EJERCICIOS PROPUESTOS
1) Según el texto sobre Correa y el Che, ¿en qué dos lugares fracasó militarmente el Che?
2) Reproduce el pasaje del texto sobre Correa y el Che que empieza en las palabras "Ángel y demonio" y termina después de "de la tintorería.".
3) Prosigue el texto sobre Correa y el Che desde el punto en que termina.

FRAGMENTO DEL TEXTO
------------------------------------------------

Para entender en algo el caos y el perjuicio causados por Correa a la economía nacional, hay que detectar a los ángeles y demonios que se disputaban la mente de este líder resentido que ahora especula con la “frágil salud” del presidente Moreno.
Ángel y demonio al mismo tiempo, el primero que asoma en la lista es el Che Guevara. Todos vimos a Correa al borde del éxtasis en la tarima, con el puño en alto, cantando en coro con su gallada “Tu presencia, comandante…”. Pero en lugar del verde oliva de los guerrilleros, sudado, sucio, sufrido y trajinado para bien y para mal por la Sierra Maestra y las quebradas bolivianas, Correa, Glas, Patiño y las sumisas lucían camisas verde-plástico, verde-publicidad-de-celular, recién salidas de la tintorería.
¿Se parecían en algo Correa y el Che? Sí, ambos eran jóvenes y fotogénicos en su momento de gloria, inteligentes, enérgicos y narcisistas. Buena parte del mito del Che se sostiene no tanto en su vida como en su pinta de actor de cine capturada en dos fotos perfectas: la clásica con la boina y aquella tan reproducido en el aniversario de su viacrucis, la del mesías acomodado para la eternidad en una lavandería de Vallegrande. Pero si uno compara este testimonio de una tragedia con las frívolas imágenes de los 17 costosos honoris causa que se exhiben en Carondelet siente vergüenza ajena.
En el campo militar, la historia del Che muestra un éxito heroico e indiscutible en Cuba y dos fracasos rotundos en África y Bolivia. Como no era un gran estratega, sacó las conclusiones equivocadas del triunfo de la Revolución cubana y su campaña en Bolivia estuvo plagada de errores de principio a fin. ¿Qué extranjero en sus cabales podía ir a ofrecer a un país que había hecho su reforma agraria la creación de otro Vietnam, es decir, del infierno y el napalm en sus humildes tierras y esperar que lo respaldaran?

------------------------------------------------

EXTRACTOS DE DATOS
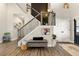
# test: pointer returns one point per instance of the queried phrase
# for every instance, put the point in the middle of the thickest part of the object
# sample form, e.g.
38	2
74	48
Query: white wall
3	19
11	18
38	33
62	30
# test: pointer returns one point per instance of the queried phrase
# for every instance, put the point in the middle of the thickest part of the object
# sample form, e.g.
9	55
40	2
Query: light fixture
66	6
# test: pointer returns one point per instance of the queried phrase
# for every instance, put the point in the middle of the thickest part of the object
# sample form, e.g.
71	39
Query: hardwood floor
11	49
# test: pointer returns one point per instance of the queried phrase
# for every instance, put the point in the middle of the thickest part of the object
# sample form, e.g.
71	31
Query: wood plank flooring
11	49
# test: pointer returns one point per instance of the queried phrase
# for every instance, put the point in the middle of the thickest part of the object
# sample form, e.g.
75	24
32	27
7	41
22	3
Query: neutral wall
11	18
3	19
62	30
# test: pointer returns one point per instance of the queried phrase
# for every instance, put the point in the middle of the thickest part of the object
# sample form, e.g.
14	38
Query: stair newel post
41	17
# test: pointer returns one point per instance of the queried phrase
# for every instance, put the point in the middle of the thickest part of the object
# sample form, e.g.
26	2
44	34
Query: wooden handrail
28	22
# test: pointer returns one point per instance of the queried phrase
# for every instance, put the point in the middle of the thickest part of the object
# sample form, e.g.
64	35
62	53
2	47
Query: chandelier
66	6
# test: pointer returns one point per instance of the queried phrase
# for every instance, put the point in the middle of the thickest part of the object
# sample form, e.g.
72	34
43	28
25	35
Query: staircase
32	28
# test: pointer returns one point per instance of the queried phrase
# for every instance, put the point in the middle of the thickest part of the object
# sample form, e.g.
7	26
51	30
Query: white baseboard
0	41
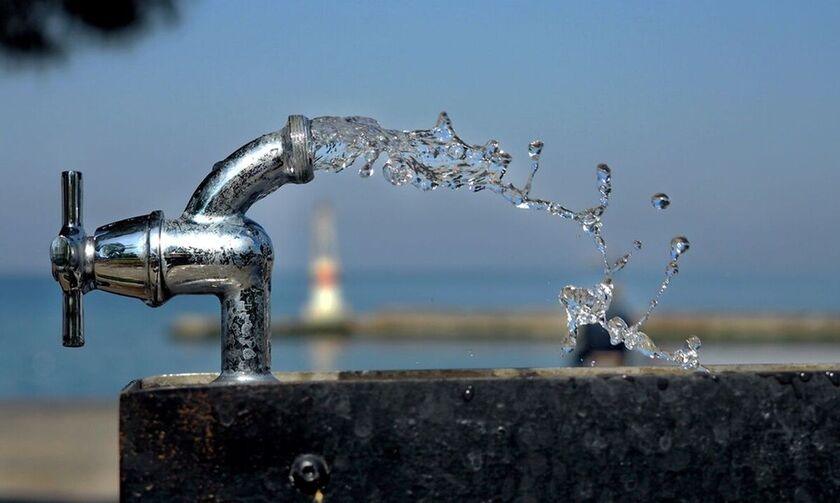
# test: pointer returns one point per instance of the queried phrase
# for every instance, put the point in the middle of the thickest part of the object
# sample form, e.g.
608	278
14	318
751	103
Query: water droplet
396	175
455	151
660	201
621	262
535	149
679	245
600	243
366	170
604	173
693	343
469	393
616	327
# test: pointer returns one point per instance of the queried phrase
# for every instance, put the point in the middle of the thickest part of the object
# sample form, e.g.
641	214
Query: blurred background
728	107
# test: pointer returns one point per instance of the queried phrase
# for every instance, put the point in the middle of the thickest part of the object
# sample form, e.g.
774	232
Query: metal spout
254	171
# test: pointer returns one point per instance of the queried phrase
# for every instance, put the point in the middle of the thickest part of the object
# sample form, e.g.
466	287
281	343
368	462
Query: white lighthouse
326	303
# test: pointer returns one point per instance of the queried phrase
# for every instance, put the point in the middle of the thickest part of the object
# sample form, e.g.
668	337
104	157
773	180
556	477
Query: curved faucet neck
254	171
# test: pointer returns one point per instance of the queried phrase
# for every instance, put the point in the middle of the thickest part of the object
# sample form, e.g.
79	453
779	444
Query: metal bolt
309	473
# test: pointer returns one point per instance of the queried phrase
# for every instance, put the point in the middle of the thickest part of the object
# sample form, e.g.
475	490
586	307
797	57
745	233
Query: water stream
437	157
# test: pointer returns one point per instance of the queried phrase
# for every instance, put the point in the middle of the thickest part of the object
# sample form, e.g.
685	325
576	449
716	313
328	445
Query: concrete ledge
740	433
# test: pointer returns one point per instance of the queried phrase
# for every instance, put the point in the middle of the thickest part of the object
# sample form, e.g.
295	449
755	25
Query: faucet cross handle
71	255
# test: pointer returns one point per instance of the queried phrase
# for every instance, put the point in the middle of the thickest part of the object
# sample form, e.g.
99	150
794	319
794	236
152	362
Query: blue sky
729	107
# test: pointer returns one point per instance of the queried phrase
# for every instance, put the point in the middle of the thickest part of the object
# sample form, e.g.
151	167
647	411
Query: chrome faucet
212	248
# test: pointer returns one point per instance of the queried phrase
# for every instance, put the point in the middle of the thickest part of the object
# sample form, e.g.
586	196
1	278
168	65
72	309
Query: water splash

------------------------------------------------

RESPUESTAS
1) En África y en Bolivia.

2)
Ángel y demonio al mismo tiempo, el primero que asoma en la lista es el Che Guevara. Todos vimos a Correa al borde del éxtasis en la tarima, con el puño en alto, cantando en coro con su gallada “Tu presencia, comandante…”. Pero en lugar del verde oliva de los guerrilleros, sudado, sucio, sufrido y trajinado para bien y para mal por la Sierra Maestra y las quebradas bolivianas, Correa, Glas, Patiño y las sumisas lucían camisas verde-plástico, verde-publicidad-de-celular, recién salidas de la tintorería.

3)
Los hechos de armas de Correa caben en dos días: uno, cuando hizo el amago de aterrizar con escolta armada en Honduras, a la que definió en tono épico como “un buen lugar para morir”; movida intervencionista del Alba que fue bloqueada por el ejército hondureño y costó algunas vidas. Dos, ese 30-S que el país miró por televisión, de modo que nadie (salvo la Justicia, que se dedicó a cazar chivos expiatorios) ignora quién fue el principal responsable. Pero tampoco es justo equiparar las víctimas del asalto al hospital con los 200 fusilamientos con juicios exprés que el Che ordenó en La Cabaña, donde marcharon por igual esbirros de Batista y personas condenadas sin la menor prueba.
Con sus luces y sombras, el Che era un revolucionario de los años 60, ateo, estoico, enemigo de Washington pero también de Moscú, equivocado quizás pero consecuente con sus valores. ¿Qué tiene que ver con el profesor de una universidad high, graduado en EE.UU., que se dio la gran vida a costilla nuestra y ahora llora por volver a Carondelet?